WRITTEN EXERCISE
Pull out each line of the records below that contains the word "point". Case counts, so match capital and small letters exactly.

GIVEN DATA
-- Begin --

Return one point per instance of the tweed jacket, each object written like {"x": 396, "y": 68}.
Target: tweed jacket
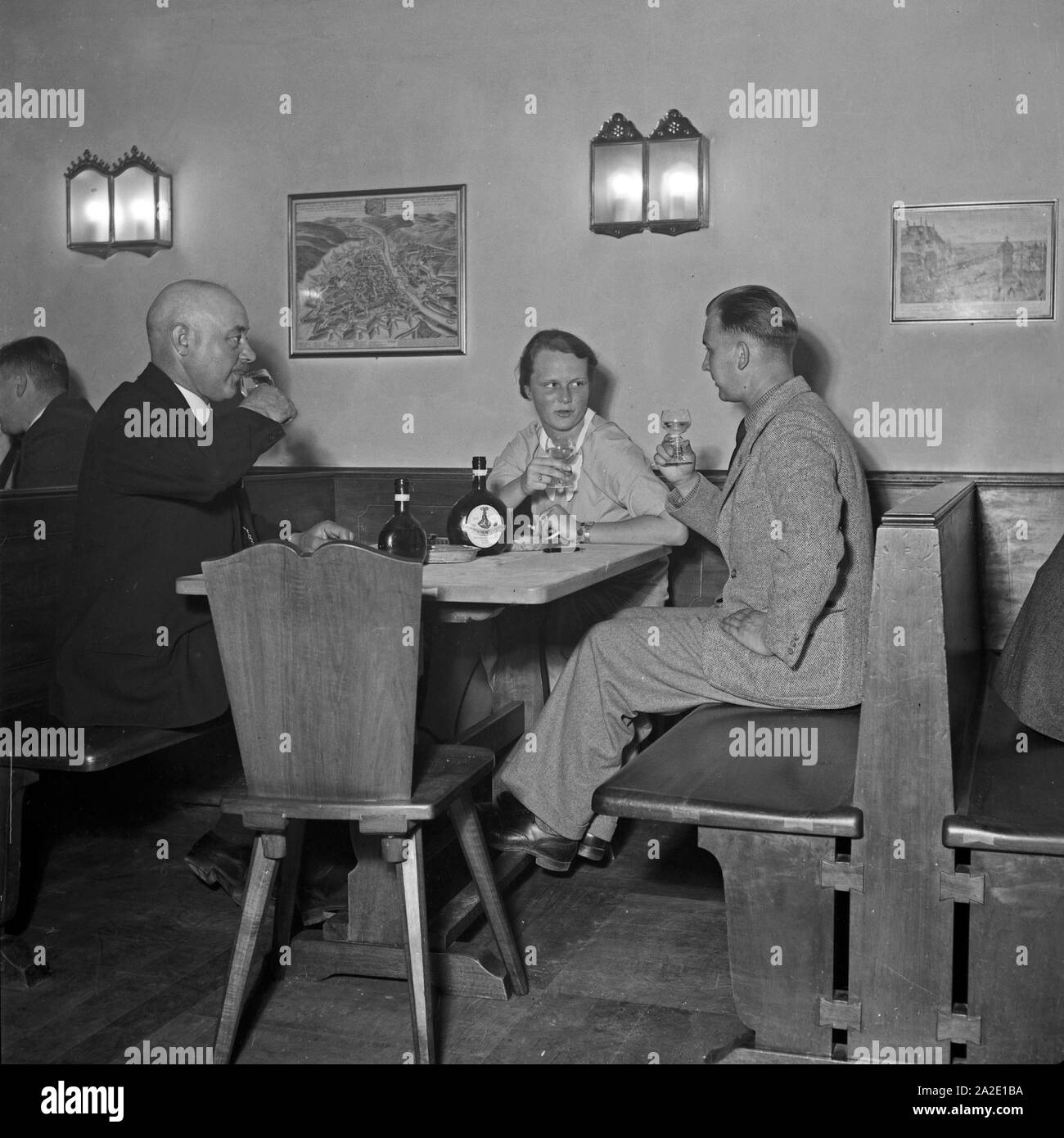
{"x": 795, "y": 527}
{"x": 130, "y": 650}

-- End --
-- Begin --

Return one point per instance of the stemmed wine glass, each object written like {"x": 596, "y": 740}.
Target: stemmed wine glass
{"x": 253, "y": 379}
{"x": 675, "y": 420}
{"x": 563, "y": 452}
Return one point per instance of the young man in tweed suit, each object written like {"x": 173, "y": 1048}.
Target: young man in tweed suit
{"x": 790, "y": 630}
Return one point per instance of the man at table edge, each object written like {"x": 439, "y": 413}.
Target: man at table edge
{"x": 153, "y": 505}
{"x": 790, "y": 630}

-- End --

SOLUTION TO THIS PROBLEM
Return one point per instance of the tweed jacket, each object written like {"x": 396, "y": 68}.
Return one point per instance of the stemmed wine glass, each object written like {"x": 596, "y": 740}.
Return one point per instance of the young man in tweed suit, each object written like {"x": 173, "y": 1048}.
Return one point per instance of the man at table edge, each object written like {"x": 439, "y": 413}.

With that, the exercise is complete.